YOUR GOAL ->
Without leaving out a single line, restate the entries below exactly.
***** RECORDS TO PROCESS
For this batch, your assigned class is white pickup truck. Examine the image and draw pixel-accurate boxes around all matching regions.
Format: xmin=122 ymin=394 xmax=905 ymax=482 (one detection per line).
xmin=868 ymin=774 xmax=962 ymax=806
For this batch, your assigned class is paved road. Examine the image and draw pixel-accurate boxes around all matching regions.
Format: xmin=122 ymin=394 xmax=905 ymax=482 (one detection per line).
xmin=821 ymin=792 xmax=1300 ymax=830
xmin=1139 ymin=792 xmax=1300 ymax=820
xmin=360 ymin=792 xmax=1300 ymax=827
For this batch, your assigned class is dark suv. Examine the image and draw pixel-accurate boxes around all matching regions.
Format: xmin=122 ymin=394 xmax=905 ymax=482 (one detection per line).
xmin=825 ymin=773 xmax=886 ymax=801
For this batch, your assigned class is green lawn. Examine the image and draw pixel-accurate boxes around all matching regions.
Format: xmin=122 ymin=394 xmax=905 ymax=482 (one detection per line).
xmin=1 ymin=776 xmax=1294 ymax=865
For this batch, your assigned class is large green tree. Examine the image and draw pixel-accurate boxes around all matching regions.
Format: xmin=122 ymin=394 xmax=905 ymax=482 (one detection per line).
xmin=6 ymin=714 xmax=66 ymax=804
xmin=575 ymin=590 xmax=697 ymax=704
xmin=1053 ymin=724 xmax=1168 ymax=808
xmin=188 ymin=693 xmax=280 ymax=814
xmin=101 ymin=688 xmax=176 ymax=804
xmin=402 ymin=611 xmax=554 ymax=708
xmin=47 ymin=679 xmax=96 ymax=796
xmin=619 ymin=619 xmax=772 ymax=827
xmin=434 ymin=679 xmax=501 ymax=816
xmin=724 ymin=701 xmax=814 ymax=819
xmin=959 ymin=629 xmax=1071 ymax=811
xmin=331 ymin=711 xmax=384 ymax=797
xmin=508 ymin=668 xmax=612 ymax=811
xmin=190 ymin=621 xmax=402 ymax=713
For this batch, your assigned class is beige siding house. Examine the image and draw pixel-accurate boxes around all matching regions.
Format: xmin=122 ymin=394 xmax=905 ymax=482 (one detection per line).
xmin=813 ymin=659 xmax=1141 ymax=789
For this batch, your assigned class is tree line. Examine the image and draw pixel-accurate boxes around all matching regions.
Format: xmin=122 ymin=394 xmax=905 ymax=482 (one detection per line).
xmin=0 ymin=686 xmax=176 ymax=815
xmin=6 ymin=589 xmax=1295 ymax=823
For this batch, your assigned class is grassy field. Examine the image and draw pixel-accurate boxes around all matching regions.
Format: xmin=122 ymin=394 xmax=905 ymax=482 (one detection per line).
**********
ANSWER TO THIS EXERCISE ->
For this batch, your assigned class is white pickup truck. Examine the image and draw pixel-accurate boxes around all matching regions.
Format: xmin=122 ymin=394 xmax=905 ymax=482 (one detection per line).
xmin=868 ymin=774 xmax=962 ymax=806
For this batch, your assigned class is paved road. Examine the image and draw pixel-accurate boxes around all matching regions.
Format: xmin=122 ymin=394 xmax=905 ymax=482 (one detection per line).
xmin=821 ymin=792 xmax=1300 ymax=830
xmin=1139 ymin=792 xmax=1300 ymax=820
xmin=360 ymin=792 xmax=1300 ymax=827
For this batch, your assigned class is dark suv. Examine the image and draw pixel-accurate boxes around all matching regions.
Format: xmin=122 ymin=394 xmax=905 ymax=482 (one detection per line).
xmin=825 ymin=773 xmax=886 ymax=801
For this batch, your assigned class is green lawn. Examine the image and draw pixel-accurate boxes around all matching regions.
Format: xmin=122 ymin=394 xmax=905 ymax=482 (one detection per line).
xmin=1 ymin=776 xmax=1294 ymax=865
For this batch, your assigned class is large green tree. Examine the image and draw pixel-accurate boxes around all matching regions.
Format: xmin=122 ymin=394 xmax=905 ymax=482 (one detection per line).
xmin=6 ymin=714 xmax=66 ymax=804
xmin=575 ymin=590 xmax=697 ymax=704
xmin=1053 ymin=724 xmax=1168 ymax=808
xmin=188 ymin=693 xmax=280 ymax=814
xmin=101 ymin=688 xmax=176 ymax=804
xmin=402 ymin=611 xmax=554 ymax=708
xmin=47 ymin=679 xmax=96 ymax=796
xmin=619 ymin=619 xmax=772 ymax=827
xmin=434 ymin=679 xmax=501 ymax=816
xmin=724 ymin=701 xmax=814 ymax=819
xmin=959 ymin=629 xmax=1071 ymax=811
xmin=331 ymin=711 xmax=384 ymax=797
xmin=508 ymin=668 xmax=612 ymax=811
xmin=190 ymin=621 xmax=402 ymax=713
For this batch, your assigned class is beige siding house. Examine the image and draw pixel-accurate boxes around all matching regions.
Format: xmin=122 ymin=394 xmax=905 ymax=482 (one detection per line).
xmin=813 ymin=659 xmax=1141 ymax=789
For this batch, your assigned class is tree line. Examine the image and draw pixel-accurate boxes around all matching regions.
Format: xmin=122 ymin=394 xmax=905 ymax=482 (one detection per line).
xmin=0 ymin=686 xmax=176 ymax=815
xmin=6 ymin=589 xmax=1295 ymax=823
For this batch, your assigned class is grassy field. Examine the image and draw pixel-accurate boxes around all matching regions.
Format: xmin=122 ymin=394 xmax=905 ymax=482 (one detection per line).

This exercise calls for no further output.